## [What to do]
Below are some records; quote exactly the lines from the one that contains "Target: street lamp" through the one that contains "Each instance of the church", inclusive, and no others.

## [Working data]
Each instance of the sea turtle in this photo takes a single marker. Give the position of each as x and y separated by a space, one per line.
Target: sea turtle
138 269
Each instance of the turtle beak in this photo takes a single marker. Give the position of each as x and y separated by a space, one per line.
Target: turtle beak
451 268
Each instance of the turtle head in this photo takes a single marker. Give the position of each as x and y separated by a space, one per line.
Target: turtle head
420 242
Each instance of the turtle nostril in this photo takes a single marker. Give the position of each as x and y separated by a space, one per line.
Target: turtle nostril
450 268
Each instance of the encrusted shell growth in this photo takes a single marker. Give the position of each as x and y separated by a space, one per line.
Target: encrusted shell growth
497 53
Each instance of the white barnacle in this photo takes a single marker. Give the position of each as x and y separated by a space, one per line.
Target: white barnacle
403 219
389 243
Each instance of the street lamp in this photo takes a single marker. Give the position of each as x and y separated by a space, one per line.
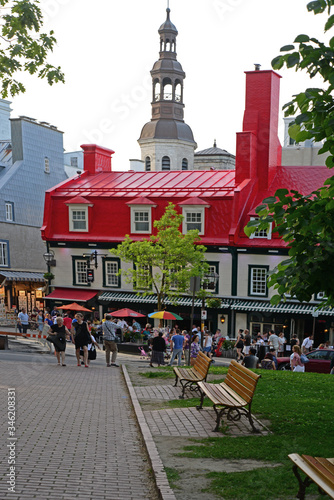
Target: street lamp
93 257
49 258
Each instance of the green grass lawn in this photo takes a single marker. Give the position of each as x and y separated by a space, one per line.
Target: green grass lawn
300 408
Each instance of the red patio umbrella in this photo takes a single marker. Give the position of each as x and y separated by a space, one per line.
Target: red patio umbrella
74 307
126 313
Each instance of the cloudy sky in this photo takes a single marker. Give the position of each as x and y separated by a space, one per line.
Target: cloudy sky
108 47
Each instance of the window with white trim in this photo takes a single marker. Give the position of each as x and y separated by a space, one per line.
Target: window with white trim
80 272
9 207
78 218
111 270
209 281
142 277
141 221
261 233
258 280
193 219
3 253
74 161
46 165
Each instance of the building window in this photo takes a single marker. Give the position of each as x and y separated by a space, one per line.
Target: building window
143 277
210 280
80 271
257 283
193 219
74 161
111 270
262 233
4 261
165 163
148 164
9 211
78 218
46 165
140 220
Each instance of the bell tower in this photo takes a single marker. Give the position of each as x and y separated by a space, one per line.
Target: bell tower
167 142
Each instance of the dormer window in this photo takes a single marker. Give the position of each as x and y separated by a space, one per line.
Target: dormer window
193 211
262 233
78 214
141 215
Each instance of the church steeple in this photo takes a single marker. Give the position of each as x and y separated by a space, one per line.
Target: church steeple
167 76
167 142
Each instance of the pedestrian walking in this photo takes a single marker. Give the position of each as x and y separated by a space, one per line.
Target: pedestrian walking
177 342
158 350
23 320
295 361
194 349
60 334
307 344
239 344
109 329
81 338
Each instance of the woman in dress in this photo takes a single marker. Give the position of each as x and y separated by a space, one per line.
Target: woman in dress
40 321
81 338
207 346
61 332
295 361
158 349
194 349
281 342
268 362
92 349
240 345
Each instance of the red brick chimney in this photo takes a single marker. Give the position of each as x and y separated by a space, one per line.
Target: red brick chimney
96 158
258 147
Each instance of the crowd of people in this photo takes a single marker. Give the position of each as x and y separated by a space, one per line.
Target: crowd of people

--

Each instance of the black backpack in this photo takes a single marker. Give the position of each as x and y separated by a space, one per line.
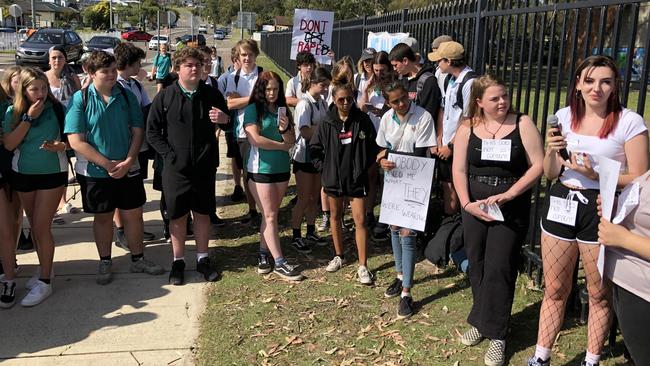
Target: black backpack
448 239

* * *

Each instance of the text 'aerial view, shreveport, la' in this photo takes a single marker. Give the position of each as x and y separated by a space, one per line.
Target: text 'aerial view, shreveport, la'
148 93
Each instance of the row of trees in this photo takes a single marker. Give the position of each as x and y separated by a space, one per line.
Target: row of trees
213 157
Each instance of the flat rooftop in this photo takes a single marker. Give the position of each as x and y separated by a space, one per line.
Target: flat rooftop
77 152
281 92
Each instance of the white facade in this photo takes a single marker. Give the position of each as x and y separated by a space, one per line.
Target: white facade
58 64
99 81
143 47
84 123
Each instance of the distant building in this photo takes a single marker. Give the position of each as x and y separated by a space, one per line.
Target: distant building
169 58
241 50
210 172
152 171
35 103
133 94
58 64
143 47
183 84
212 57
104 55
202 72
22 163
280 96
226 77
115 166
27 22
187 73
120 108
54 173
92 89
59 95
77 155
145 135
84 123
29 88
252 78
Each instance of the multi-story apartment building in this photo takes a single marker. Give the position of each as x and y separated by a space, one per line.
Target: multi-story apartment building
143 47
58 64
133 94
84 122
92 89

## [Reply to the task]
Target: street lamp
93 257
49 258
Each instance of the green grass lawn in this photo takes a single marker. Give the position of each as x and y separated by a space, one per line.
Target: green grass lawn
300 408
Each instance of the red patio umbrella in this photo takes a single marker. Give the position of each as x and y separated by a space, one per line.
Target: red patio umbrella
74 307
126 313
Each instance of the cloudy sky in this photo takes a single marker. Give the position of each as x and y separated by a space, one per line.
Target: cloudy sky
108 47
Each instance of the window with white trim in this photo takes a single marker. Give the position of each as x and y separated by a space, one per line.
Target: window with white trim
80 272
9 207
78 218
111 270
209 281
142 277
141 221
261 233
258 280
193 219
3 253
74 161
46 165
Each instance of the building window in this photo takes a single marker. Give the position of each as x and y separated by a space, one per line.
Target: building window
143 277
210 280
80 271
257 283
193 219
74 161
111 270
262 233
4 261
165 163
148 164
9 211
78 218
46 165
140 220
Each instance of the bell tower in this photo takes a single marker. Give the position of each as x and y separated by a space, one per line.
Target: bell tower
167 142
Each instance of the dormer window in this photo takes a single marker. Give the position of each as x and y separated by a space, one per line.
Target: dormer window
193 211
262 233
78 214
141 215
Each instance of the church steeple in this photo takes a single marker. Give the position of each as x and y separated by a space, one per line.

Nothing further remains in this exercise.